◆ **Complete the following**:
a: In the piece on optimizing R code, why does performance matter when processing vast amounts of data, and what lets R reach speeds comparable to other statistical programming languages? Answer in one to three sentences.
b: According to the R optimization text, which of the times reported by system.time is usually of most interest?
c: Go on with the text on optimizing R code, picking up after its final sentence about user and system time.

◆ **Selection**:
Optimizing R Code

It is easy to write slow code in R due to the ecosystem it provides. When processing vast amounts of data, the performance of code is critical to minimize execution time. There is a limitation on how fast R can go, but with knowledge of how code is executed and the algorithim being used the speed is comparable to most other statistical programming langauges.
Terminology:
- User time - CPU time charged for the execution of user instruction of the calling process
- System time - CPU time charged for execution by the system on behalf of the calling process
R system.time function returns something like:
user system elapsed
12.080 0.160 12.241
We are usaully most interested in the total elapsed time of the execution, but there are cases when the user or system time is useful.

◆ **Record extracts**:
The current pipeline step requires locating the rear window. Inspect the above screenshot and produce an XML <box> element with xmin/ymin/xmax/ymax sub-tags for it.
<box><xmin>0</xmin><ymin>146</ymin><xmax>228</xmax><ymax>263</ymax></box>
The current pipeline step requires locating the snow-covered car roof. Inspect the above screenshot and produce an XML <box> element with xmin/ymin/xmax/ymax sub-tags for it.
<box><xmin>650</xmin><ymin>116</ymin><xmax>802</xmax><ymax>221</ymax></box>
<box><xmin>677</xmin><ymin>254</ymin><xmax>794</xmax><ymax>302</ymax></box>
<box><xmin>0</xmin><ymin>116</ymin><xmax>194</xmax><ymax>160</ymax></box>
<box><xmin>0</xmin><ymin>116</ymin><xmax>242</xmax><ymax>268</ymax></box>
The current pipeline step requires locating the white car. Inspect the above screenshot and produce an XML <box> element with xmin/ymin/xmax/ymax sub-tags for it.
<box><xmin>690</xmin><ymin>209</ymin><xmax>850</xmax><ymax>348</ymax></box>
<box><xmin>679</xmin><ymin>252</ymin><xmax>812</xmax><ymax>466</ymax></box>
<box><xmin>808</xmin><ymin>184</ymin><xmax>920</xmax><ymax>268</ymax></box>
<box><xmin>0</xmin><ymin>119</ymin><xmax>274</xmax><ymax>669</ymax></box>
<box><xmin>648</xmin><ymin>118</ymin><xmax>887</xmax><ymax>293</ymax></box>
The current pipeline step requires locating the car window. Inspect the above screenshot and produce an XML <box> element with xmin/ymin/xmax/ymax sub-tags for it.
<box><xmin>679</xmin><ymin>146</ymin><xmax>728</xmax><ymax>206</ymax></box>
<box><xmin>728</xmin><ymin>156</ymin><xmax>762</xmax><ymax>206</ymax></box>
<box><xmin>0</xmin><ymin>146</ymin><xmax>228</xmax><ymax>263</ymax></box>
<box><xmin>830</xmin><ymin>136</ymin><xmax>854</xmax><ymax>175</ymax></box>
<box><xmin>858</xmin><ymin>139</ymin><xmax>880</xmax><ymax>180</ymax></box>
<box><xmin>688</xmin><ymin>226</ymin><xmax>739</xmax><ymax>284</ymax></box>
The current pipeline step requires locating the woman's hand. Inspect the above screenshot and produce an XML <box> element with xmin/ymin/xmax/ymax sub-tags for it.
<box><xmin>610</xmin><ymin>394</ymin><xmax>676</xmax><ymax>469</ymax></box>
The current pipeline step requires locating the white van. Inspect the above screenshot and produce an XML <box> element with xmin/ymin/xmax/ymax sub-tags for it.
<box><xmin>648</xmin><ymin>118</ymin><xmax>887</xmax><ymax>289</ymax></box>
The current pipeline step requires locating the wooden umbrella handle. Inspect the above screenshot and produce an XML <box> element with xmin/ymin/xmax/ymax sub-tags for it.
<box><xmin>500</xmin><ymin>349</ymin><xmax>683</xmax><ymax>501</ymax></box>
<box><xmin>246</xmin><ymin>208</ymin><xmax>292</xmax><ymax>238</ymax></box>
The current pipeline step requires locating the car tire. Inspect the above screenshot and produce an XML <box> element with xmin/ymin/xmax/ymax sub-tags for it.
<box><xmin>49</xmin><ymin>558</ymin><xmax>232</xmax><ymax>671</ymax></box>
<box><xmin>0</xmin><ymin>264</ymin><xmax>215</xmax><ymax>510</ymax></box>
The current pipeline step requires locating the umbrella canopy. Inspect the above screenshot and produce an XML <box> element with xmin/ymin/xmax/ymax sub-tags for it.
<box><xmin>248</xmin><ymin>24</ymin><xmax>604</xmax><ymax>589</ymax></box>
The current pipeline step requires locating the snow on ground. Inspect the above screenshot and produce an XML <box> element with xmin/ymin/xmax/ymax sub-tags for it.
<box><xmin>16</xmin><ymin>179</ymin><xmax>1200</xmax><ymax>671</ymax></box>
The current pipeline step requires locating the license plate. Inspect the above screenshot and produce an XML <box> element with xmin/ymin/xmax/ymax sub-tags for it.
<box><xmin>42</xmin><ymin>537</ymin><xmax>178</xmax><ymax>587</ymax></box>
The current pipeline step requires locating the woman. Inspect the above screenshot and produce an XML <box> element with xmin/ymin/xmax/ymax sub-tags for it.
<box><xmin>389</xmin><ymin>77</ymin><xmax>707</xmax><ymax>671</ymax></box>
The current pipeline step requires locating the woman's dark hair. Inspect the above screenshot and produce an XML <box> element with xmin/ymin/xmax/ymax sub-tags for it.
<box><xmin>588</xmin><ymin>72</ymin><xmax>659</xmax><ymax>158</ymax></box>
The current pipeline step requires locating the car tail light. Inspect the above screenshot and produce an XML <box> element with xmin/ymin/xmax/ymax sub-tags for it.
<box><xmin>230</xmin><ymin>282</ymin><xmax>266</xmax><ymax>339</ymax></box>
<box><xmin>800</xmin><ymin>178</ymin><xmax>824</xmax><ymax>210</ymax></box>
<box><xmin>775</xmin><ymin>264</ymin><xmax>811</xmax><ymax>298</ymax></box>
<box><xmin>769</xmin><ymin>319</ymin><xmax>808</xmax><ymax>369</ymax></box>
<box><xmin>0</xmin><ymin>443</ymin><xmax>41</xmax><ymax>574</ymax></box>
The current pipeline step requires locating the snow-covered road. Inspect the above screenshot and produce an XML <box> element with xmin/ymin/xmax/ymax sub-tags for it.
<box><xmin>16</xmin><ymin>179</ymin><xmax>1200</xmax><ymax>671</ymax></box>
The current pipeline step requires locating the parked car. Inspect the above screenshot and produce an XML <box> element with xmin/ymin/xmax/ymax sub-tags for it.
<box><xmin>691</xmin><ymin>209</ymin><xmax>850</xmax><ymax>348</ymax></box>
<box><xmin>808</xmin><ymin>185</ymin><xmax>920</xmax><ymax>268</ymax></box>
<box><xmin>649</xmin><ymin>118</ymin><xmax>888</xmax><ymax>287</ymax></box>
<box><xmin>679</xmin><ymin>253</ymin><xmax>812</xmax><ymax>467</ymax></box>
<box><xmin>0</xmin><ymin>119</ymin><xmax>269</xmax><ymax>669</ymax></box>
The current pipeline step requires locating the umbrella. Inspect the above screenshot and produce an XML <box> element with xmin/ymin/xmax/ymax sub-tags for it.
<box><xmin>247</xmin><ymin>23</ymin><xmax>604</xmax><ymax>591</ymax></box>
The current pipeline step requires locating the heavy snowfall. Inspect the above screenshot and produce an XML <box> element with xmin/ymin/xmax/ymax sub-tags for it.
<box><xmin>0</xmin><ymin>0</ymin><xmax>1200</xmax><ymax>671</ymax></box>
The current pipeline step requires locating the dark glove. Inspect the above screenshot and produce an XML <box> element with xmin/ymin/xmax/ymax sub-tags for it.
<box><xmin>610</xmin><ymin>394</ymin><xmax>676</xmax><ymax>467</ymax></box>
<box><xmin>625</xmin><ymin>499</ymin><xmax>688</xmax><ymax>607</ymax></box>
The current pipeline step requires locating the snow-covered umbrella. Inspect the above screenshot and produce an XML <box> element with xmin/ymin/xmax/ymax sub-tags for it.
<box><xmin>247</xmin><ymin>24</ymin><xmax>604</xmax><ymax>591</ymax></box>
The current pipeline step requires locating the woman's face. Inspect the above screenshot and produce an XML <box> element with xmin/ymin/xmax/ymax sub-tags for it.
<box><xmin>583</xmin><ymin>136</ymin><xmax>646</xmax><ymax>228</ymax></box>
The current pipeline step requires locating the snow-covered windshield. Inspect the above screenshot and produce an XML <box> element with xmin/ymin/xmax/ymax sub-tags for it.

◆ **Exercise answers**:
a: When processing vast amounts of data, code performance is critical because it minimizes execution time. R has a limit on how fast it can go, but knowing how code is executed and which algorithm is being used brings its speed close to most other statistical programming languages.

b: The total elapsed time of the execution.

c:
Benchmarking Tools
microbenchmark
for evaulating the time it takes to run a command- We could use
system.time(<expression>)
but it may return 0 for functions that run fast
- We could use
profvis
for code profiling
Allocating Memory Allocation
R loops have a reputation for being slow, but this isn't always true. Most of the time loops run slowly when improperly implemented with dynamic memory allocation. Consider the following example:
# Growing Matrix = BAD
matr <-NULL
system.time( for(i in seq(1e4)) matr <-rbind(matr, 1:10) )
user system elapsed
4.447 0.012 4.454
# Pre-Allocated Matrix = GOOD
matr <- matrix(NA, nrow=1e4, ncol=10)
system.time( for(i in seq(1e4) ) matr[i,] <- 1:10)
user system elapsed
0.013 0.000 0.013
Consider the loops above which create sequences in two different ways. In the first loop with rbind
every iteration of the loop allocates a new larger chunk of memory, copy the previous, calculate current values, and then de-allocates old memory. Avoid growing dataframes and matrices by allocating all memory at the start!
Vectorization
Compare the following 2 methods of computing a logarithm of each element of a vector then adding all elements together:
x <- rnorm( 1e4, 100,2 )
microbenchmark({
# Slow method:
total <- 0
for(i in seq_along(x)) total <- total + log(x[i])
},
{
# Faster:
log_sum <- sum(log(x))
})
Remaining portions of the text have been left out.